TEXTE SOURCE —
============================================================

Bien loin que la foudre infernale l’épuisât, la fit languissante, elle se releva redoutable et les yeux étincelants. La lune, qui, chastement, s’était un moment voilée, eut peur en la revoyant. Épouvantablement gonflée de la vapeur infernale, de feu, de fureur et (chose nouvelle) de je ne sais quel désir, elle fut un moment énorme par cet excès de plénitude et d’une beauté horrible. Elle regarda tout autour… Et la nature était changée. Les arbres avaient une langue, contaient les choses passées. Les herbes étaient des simples. Telles plantes qu’hier elle foulait comme du foin, c’étaient maintenant des personnes qui causaient de médecine.

Elle s’éveilla le lendemain en grande sécurité, loin, bien loin de ses ennemis. On l’avait cherchée. On n’avait trouvé que quelques lambeaux épars de la fatale robe verte. S’était-elle, de désespoir, précipitée dans le torrent ? Avait-elle été vivante emportée par le démon ? On ne savait. Des deux façons, elle était damnée à coup sûr. Grande consolation pour la dame de ne pas l’avoir trouvée.

L’eût-on vue, on l’eût à peine reconnue, tellement elle était changée. Les yeux seuls restaient, non brillants, mais armés d’une très étrange et

  1. Ceci s’expliquera plus tard. Il faut se garder des additions pédantesques des modernes du dix-septième siècle. Les ornements que les sots donnent à une chose si terrible font Satan à leur image.

============================================================

(Lignes du jeu de données)
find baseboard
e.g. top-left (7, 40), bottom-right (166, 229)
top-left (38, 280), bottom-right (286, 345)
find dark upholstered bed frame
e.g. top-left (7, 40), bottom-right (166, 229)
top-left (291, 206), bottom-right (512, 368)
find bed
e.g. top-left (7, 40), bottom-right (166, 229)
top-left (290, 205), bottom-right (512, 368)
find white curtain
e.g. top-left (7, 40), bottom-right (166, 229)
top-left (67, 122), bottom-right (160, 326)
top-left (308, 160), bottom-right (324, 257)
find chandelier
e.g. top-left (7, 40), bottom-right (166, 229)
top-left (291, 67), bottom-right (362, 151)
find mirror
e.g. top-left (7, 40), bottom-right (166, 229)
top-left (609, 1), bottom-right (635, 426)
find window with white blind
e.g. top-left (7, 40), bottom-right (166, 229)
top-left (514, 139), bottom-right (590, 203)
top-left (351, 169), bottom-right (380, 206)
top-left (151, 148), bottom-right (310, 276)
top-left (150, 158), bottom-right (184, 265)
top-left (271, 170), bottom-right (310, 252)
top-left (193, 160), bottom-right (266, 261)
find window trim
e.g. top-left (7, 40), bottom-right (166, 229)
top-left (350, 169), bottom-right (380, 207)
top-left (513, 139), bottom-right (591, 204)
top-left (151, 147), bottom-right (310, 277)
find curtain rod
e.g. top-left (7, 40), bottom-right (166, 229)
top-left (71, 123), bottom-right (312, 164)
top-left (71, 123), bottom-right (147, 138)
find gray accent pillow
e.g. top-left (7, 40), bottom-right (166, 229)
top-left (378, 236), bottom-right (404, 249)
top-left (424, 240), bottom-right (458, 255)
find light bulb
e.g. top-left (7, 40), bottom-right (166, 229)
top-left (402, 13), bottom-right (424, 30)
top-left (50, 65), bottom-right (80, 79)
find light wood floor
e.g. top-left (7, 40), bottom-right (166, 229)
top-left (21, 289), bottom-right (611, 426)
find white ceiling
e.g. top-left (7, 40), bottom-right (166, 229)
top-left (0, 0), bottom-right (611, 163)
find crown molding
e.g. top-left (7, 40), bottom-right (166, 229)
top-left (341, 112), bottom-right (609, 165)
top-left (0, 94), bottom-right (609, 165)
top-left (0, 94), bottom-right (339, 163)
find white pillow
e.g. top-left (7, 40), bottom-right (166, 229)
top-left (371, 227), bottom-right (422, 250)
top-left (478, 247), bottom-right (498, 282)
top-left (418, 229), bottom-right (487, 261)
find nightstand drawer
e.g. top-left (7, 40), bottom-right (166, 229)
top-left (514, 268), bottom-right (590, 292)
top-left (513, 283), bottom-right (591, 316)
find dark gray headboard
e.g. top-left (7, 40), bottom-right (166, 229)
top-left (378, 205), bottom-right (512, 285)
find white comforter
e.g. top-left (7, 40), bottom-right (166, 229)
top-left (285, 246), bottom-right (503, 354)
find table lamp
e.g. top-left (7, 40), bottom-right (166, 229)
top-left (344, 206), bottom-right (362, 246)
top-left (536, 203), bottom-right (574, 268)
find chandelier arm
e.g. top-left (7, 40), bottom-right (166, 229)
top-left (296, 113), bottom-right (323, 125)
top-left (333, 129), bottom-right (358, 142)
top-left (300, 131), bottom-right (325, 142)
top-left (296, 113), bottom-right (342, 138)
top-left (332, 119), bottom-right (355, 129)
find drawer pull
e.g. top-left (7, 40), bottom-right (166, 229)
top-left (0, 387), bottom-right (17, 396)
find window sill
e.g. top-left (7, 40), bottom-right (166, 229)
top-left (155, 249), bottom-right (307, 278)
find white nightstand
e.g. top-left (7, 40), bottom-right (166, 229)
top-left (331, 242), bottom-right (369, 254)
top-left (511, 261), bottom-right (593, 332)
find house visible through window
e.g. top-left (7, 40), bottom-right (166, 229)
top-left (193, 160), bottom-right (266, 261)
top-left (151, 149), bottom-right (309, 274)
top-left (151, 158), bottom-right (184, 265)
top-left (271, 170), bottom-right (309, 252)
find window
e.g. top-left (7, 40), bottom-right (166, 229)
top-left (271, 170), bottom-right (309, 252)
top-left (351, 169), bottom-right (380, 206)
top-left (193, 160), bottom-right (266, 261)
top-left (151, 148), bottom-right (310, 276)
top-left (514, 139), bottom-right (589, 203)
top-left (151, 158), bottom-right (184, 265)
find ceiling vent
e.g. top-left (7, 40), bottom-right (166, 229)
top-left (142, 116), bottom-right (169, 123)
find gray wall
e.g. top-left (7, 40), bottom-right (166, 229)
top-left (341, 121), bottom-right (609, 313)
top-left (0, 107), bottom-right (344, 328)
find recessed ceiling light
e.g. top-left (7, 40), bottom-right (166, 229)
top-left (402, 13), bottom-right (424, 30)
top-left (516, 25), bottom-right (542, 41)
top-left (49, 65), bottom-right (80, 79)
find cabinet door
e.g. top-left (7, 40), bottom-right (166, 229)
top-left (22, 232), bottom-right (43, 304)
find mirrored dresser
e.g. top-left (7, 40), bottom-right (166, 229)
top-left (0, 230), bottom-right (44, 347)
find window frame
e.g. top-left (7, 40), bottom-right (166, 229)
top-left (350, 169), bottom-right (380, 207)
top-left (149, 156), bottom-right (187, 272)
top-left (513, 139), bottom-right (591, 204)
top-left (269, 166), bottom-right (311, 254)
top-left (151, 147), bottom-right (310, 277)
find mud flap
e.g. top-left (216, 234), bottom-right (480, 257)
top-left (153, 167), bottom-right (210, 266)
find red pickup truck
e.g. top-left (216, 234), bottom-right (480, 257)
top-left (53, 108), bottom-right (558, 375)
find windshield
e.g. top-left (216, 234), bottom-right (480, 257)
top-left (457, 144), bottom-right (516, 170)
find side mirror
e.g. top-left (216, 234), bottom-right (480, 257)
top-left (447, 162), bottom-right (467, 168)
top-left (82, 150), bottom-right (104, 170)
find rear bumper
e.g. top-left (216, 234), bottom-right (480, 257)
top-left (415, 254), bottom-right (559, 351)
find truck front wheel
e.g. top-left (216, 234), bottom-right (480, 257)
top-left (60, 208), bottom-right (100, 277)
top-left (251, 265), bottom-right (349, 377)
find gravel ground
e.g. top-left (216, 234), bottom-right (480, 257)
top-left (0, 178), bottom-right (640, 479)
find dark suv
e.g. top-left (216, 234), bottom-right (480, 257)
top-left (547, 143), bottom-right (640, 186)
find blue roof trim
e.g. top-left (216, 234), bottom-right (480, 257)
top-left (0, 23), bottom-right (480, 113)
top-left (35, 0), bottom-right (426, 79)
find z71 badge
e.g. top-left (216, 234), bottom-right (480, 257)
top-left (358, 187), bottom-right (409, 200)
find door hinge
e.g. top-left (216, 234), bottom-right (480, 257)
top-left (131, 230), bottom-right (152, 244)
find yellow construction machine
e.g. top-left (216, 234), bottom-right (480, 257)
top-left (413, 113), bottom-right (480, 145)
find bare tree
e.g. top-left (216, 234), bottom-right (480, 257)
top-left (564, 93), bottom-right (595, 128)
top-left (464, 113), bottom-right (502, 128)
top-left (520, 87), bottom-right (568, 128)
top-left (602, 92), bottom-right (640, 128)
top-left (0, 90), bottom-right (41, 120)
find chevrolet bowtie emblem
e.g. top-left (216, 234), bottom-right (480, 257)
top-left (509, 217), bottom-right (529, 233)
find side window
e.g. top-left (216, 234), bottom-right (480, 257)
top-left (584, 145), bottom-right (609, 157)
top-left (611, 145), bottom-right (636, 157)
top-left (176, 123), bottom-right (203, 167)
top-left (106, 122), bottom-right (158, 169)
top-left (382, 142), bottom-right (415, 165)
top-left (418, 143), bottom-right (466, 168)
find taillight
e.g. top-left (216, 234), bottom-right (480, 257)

============================================================

CONSIGNE 1 — Reproduisez à l'identique le passage du texte source qui va de « Elle s’éveilla le » jusqu'à « pas l’avoir trouvée. ».
CONSIGNE 2 — D'après le texte source, qu'a-t-on trouvé en la cherchant ?
Les enregistrements ne sont pas requis ici.

SOLUTION 1 —
Elle s’éveilla le lendemain en grande sécurité, loin, bien loin de ses ennemis. On l’avait cherchée. On n’avait trouvé que quelques lambeaux épars de la fatale robe verte. S’était-elle, de désespoir, précipitée dans le torrent ? Avait-elle été vivante emportée par le démon ? On ne savait. Des deux façons, elle était damnée à coup sûr. Grande consolation pour la dame de ne pas l’avoir trouvée.

SOLUTION 2 — Seulement quelques lambeaux épars de la fatale robe verte.